AUFGABENBESCHREIBUNG: Schreib den Text über den Fälscher Thomas Chatterton im Anschluss an seinen letzten Satz weiter.

Wie aus dem Fälscher Thomas Chatterton eine Legende wurde

Er war ein Fälscher, ein Schwindler und ein Dichter. Er schrieb als Schulknabe mittelalterliche Gedichte, die er als Entdeckungen ausgab. Noch keine 18 Jahre alt, vergiftete er sich in London mit Arsen. Thomas Chattertons Schicksal ist seit der Romantik immer wieder als Tragödie eines jungen, verkannten Genies verklärt worden.

Von Jürgen Heizmann

Am Abend des 12. Februar 1835 haben sich alle Berühmtheiten der Pariser Kulturszene im Théâtre-Français versammelt. George Sand, Balzac, de Musset, Lamartine, Sainte-Beuve, Berlioz, der erst dreizehnjährige Maxime du Camp: Alle sind sie da. In den vier Ehrenlogen die gesamte Julimonarchie, im Parterre die langhaarige, bleichgesichtige und exaltierte Jugend, berauscht von Kunst, Leidenschaft, Poesie.

Es ist die Zeit, in der sich auch auf den französischen Bühnen die Romantik gegen die erstarrten Formen der Pseudoklassik durchzusetzen beginnt. Gegeben wird an diesem Abend das neueste Stück Alfred de Vignys: die auf wahren Begebenheiten fussende Tragödie eines englischen Dichters, Thomas Chatterton, der, blutjung und bettelarm, in einer engen, schäbigen Dachstube hausend, an der Ignoranz seiner Zeit verzweifelt und sich mit Arsenikpulver vergiftet.

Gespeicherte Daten
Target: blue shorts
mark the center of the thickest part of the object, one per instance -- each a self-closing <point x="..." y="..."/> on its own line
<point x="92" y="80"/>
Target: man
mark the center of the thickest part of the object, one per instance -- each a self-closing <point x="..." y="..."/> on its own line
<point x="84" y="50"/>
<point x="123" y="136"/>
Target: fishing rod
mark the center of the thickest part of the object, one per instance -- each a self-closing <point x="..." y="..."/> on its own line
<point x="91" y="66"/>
* * *
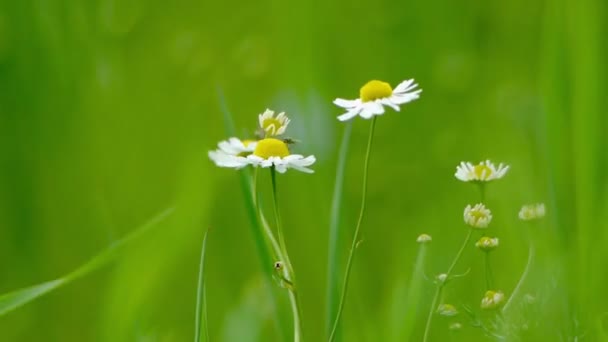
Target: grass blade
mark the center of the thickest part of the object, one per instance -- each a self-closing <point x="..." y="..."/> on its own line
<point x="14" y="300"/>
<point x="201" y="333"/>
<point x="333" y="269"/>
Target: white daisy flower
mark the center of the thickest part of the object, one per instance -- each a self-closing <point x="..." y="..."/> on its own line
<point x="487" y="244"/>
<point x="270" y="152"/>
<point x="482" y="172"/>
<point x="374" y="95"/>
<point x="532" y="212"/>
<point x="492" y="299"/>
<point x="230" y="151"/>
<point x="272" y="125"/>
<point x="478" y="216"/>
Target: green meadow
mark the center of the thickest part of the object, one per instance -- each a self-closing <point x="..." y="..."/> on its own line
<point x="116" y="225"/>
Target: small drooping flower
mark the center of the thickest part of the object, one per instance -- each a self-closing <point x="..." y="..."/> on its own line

ANTWORTFELD:
Die letzte Szene: Kitty, die junge Frau des hartherzigen, für alles Geistige unempfänglichen Industriellen John Bell, bei dem Chatterton zur Miete wohnt, entdeckt den toten Dichterjüngling. Schrecken und Schmerz spiegeln sich in ihrem dem Publikum zugewandten Gesicht. Mit einem Aufschrei, die Hände um das Geländer gekrallt, gleitet, wankt, taumelt sie die Treppe hinunter und stürzt tot zu Boden. Erstickende Stille im Saal. Dann bricht stürmischer Beifall los, die Frauen schwenken ihre verheulten mouchoirs, aus einer der Königslogen wird ein Blumenbukett geworfen. Als in dem frenetischen Lärm der Name des Autors ausgerufen wird, reisst es alle von den Plätzen. Zehnminütige stehende Ovationen setzen ein, das Théâtre-Français tobt.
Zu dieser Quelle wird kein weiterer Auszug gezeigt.